**Instructions for the task**: Please reproduce the data below word for word, omitting the pictures.

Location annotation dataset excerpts
# # #

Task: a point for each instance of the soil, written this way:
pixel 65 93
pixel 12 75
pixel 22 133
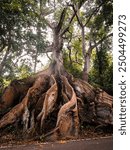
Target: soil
pixel 12 136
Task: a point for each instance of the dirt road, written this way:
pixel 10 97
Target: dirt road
pixel 85 144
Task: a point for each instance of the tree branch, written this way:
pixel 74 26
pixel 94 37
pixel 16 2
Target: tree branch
pixel 67 28
pixel 61 21
pixel 99 42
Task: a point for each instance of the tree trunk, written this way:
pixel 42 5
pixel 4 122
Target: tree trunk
pixel 53 104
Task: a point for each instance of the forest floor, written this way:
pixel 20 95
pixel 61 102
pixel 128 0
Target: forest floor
pixel 14 137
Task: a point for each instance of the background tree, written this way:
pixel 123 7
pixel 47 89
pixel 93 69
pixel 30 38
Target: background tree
pixel 52 103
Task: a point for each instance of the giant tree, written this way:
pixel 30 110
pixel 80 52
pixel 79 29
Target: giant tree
pixel 52 103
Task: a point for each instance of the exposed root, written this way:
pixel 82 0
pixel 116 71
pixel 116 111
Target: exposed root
pixel 67 121
pixel 49 102
pixel 69 102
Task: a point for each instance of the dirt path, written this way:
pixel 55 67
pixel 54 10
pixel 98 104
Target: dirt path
pixel 86 144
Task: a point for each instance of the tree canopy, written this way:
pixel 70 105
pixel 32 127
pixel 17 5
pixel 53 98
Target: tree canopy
pixel 76 37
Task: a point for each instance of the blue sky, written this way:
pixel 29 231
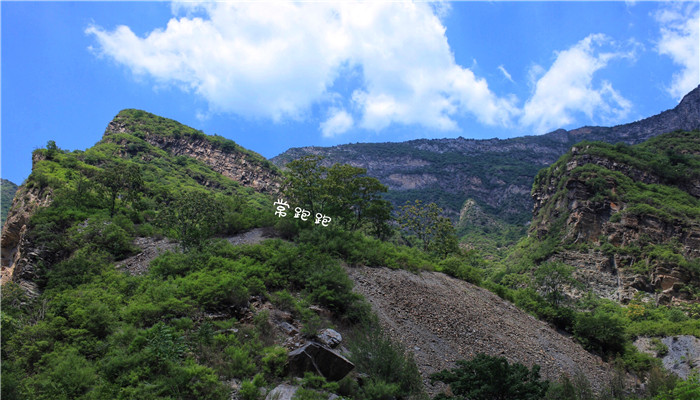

# # #

**Task result**:
Task: a point for each instance of the soil, written this way:
pixel 65 93
pixel 12 75
pixel 22 133
Target: soil
pixel 12 136
Task: a point for each instance of the dirt road, written this way:
pixel 10 97
Target: dirt road
pixel 85 144
Task: a point for each instance of the tree branch, written this way:
pixel 74 26
pixel 94 37
pixel 16 2
Target: tree branch
pixel 67 28
pixel 61 21
pixel 99 42
Task: a point for each instance of the tree trunk, written this way:
pixel 42 5
pixel 4 122
Target: tree trunk
pixel 53 104
Task: a point for each instance of the forest floor, written this way:
pixel 20 95
pixel 61 102
pixel 128 0
Target: forest floor
pixel 14 137
Task: a point for each instance of the background tree, written this way:
pixel 123 7
pixel 47 89
pixel 93 69
pixel 30 38
Target: background tree
pixel 52 103
Task: a point for each instance of the giant tree, written this way:
pixel 30 110
pixel 80 52
pixel 79 29
Target: giant tree
pixel 52 103
Task: a point for each instance of the exposed root, written this way:
pixel 82 0
pixel 116 71
pixel 116 111
Target: exposed root
pixel 67 121
pixel 49 102
pixel 69 102
Task: a point for each instance of the dirt path, written this way:
pixel 55 67
pixel 54 10
pixel 98 104
Target: dirt path
pixel 86 144
Task: a point for each instance of the tree canopy, written this way:
pixel 70 105
pixel 32 127
pixel 17 5
pixel 53 98
Target: tree canopy
pixel 76 37
Task: a point for each instance of the blue sky, written this way:
pixel 29 231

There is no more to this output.